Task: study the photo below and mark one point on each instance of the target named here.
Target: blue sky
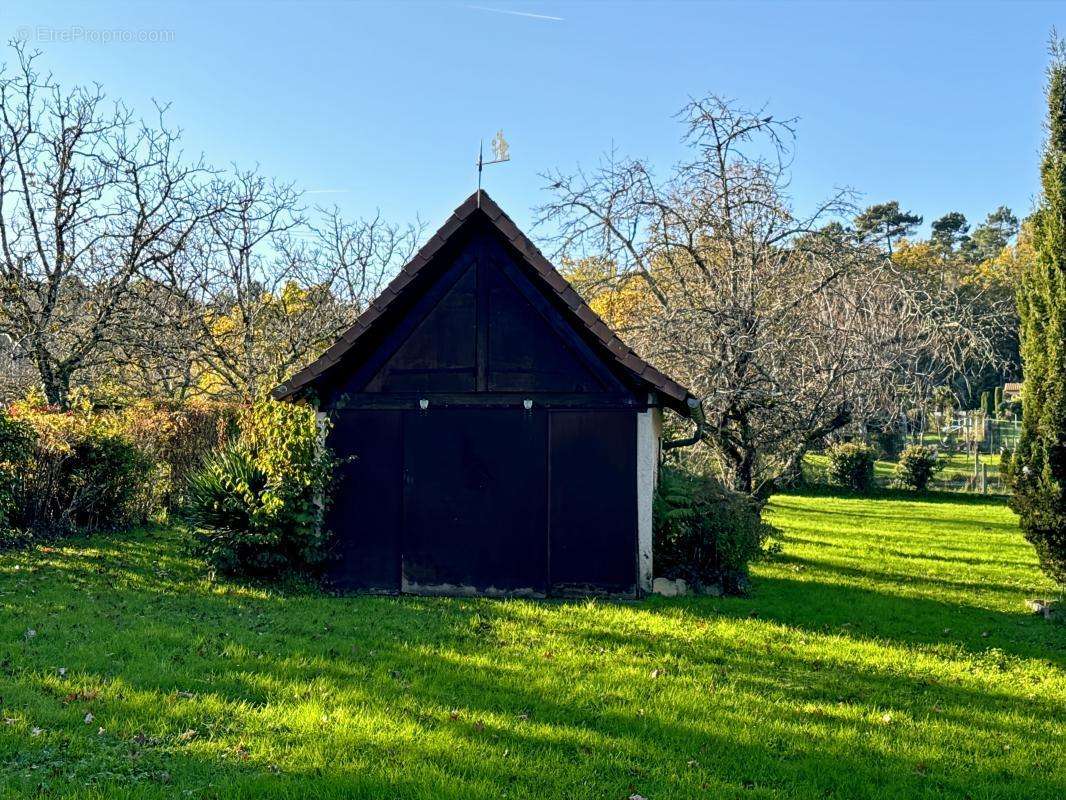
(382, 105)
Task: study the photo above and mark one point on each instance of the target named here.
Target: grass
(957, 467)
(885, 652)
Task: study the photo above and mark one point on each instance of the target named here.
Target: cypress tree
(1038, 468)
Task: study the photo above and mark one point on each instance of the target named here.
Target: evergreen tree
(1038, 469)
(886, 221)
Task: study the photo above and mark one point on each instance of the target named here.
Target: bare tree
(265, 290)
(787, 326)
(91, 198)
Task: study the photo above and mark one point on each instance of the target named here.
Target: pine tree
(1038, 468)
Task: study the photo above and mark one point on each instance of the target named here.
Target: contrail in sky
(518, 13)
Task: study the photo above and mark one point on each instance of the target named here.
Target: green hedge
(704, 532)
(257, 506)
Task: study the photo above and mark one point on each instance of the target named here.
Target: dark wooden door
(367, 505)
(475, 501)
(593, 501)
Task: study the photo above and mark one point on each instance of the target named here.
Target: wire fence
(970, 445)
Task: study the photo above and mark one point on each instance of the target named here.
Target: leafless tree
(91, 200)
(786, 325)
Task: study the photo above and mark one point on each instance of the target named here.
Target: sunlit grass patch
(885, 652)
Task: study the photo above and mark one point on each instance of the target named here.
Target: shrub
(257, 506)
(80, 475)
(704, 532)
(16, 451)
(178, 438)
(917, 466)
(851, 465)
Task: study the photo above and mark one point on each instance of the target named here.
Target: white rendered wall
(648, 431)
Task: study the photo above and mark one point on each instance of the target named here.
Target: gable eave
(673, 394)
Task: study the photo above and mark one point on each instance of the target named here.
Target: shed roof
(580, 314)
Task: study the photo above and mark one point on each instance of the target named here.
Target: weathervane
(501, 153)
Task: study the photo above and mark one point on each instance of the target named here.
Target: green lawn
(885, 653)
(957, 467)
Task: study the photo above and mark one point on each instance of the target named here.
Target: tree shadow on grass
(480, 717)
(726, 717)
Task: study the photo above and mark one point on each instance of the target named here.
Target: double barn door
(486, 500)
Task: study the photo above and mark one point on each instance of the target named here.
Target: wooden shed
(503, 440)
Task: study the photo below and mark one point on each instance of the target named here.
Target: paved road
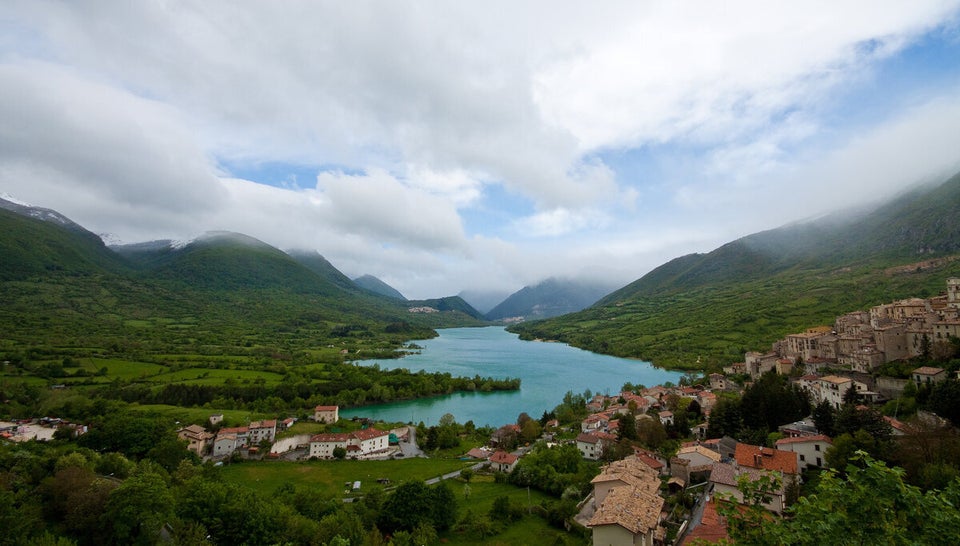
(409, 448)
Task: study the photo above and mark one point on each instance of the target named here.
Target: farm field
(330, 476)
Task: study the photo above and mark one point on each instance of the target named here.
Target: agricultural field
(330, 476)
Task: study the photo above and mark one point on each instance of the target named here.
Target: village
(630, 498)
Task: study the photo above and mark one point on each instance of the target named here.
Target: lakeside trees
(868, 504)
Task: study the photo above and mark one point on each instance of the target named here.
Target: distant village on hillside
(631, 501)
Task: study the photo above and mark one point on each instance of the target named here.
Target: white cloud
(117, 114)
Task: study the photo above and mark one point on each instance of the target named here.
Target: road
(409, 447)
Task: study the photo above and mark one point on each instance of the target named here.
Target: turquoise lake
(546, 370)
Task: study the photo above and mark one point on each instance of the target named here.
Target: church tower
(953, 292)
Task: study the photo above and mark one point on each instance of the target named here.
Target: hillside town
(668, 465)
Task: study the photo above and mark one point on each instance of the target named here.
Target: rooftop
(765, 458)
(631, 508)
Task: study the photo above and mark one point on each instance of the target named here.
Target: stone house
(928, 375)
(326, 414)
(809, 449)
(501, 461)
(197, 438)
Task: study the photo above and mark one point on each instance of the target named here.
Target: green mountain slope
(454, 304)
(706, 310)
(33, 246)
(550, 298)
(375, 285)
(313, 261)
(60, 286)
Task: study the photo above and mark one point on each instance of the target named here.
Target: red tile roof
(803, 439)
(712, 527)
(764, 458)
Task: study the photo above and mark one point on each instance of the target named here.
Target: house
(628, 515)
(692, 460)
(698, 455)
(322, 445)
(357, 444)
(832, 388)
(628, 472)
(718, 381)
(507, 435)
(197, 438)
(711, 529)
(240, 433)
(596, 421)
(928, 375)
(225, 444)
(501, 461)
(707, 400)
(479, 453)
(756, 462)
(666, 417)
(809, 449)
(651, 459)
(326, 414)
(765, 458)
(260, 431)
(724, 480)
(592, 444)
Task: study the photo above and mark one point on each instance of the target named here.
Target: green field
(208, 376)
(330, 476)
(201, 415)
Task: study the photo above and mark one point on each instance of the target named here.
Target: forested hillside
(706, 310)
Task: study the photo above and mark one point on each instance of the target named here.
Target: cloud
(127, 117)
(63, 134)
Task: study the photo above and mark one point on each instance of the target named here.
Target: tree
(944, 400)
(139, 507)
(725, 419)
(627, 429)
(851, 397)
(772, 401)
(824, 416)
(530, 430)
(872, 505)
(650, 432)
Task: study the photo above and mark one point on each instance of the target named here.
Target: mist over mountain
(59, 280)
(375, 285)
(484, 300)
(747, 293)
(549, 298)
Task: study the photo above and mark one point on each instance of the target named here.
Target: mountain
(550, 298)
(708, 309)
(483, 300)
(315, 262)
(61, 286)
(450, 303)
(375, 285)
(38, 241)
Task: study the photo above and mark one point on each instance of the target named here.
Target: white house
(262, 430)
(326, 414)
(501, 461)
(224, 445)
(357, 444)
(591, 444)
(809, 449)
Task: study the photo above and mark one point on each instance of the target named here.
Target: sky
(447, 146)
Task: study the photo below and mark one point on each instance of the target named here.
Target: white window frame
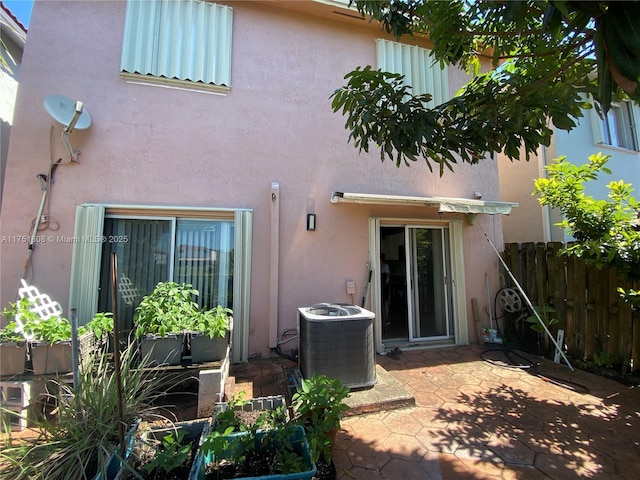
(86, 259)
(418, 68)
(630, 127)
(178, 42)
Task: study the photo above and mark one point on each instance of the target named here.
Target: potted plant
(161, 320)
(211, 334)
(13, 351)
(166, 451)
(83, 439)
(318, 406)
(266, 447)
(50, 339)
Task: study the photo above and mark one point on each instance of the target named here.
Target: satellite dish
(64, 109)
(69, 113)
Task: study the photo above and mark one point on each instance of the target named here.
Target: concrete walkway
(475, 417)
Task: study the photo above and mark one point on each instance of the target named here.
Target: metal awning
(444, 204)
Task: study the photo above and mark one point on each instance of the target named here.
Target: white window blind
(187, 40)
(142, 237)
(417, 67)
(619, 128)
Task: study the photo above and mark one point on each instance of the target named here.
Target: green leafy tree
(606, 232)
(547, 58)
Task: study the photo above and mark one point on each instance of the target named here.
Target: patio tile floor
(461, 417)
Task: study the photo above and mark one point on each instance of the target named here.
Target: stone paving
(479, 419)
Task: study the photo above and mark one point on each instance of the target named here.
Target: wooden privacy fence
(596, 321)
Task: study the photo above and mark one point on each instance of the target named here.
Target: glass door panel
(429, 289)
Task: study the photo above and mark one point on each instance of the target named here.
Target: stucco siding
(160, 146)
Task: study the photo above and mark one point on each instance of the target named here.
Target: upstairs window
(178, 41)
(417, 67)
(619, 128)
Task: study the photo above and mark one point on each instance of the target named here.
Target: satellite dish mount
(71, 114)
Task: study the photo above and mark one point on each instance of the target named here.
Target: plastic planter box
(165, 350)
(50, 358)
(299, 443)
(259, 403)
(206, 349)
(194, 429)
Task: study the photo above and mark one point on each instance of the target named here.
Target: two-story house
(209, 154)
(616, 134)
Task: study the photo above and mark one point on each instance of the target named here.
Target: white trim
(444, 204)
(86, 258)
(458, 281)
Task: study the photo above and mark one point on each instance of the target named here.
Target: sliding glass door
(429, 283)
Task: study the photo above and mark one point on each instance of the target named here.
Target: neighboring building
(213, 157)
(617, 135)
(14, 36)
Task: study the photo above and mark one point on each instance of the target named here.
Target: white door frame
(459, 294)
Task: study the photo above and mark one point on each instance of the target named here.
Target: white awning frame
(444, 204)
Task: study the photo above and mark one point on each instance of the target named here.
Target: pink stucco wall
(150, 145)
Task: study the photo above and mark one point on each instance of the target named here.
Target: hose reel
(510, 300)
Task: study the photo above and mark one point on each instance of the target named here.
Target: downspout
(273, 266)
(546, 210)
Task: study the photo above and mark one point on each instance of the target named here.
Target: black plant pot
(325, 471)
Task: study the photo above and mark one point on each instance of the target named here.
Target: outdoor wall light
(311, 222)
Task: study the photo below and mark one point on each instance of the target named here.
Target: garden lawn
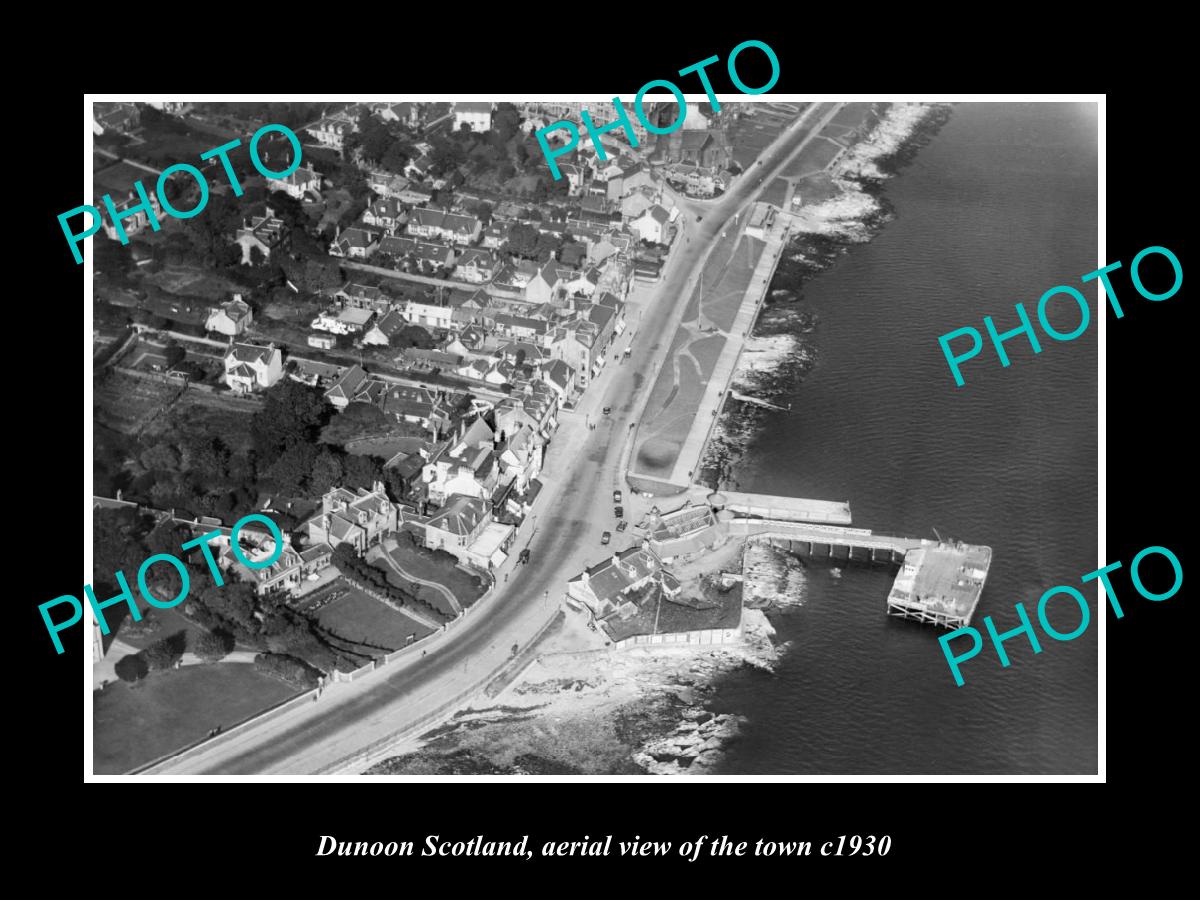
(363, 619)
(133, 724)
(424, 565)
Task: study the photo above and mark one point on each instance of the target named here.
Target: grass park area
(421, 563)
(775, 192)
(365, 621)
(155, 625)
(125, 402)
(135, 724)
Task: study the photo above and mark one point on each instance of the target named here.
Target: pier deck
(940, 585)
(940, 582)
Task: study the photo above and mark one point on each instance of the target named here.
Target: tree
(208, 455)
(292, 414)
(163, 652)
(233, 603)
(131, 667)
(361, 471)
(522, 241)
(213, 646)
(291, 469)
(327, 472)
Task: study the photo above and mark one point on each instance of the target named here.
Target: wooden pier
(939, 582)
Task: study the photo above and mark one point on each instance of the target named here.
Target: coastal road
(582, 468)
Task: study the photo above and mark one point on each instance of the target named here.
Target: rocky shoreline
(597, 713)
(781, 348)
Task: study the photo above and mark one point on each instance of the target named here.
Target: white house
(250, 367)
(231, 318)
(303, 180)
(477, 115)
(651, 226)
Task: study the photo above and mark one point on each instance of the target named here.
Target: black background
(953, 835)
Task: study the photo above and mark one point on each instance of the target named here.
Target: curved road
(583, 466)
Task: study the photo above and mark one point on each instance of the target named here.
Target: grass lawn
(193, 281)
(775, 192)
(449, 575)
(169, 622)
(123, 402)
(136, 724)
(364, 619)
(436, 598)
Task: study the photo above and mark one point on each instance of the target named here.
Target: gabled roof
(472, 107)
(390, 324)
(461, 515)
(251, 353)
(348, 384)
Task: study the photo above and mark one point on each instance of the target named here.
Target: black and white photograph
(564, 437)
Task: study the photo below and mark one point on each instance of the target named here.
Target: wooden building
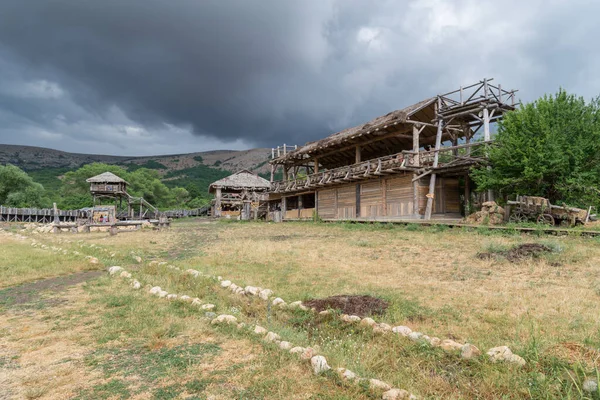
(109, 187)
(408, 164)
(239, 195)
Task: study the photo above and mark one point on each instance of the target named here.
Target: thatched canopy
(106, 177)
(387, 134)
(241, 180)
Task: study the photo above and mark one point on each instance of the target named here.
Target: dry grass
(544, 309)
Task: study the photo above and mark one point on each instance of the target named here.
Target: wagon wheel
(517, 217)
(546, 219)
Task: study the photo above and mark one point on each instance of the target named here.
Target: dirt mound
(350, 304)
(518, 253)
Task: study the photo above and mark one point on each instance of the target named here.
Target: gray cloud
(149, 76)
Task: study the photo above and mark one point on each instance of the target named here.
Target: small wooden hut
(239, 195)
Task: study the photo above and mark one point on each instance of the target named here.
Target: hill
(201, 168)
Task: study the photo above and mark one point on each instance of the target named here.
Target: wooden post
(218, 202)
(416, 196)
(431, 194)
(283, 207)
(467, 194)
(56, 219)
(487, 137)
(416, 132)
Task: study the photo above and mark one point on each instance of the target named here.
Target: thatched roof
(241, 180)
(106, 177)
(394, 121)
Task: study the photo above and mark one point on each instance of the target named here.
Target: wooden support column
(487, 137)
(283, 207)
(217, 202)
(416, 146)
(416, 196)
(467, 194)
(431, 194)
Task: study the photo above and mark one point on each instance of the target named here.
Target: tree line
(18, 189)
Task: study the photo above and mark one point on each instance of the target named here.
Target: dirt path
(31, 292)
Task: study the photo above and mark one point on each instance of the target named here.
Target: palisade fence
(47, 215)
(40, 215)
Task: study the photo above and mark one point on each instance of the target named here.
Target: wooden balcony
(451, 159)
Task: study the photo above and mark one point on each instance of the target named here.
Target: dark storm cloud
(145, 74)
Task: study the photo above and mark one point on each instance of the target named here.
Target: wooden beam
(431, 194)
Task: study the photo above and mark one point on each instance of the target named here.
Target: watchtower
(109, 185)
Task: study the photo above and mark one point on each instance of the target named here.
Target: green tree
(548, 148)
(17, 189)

_Task goal_
From the listing above, pull out every line that contains the word "frame". Match the case exactly.

_Response below_
Target: white window frame
Target: white door frame
Target: white awning frame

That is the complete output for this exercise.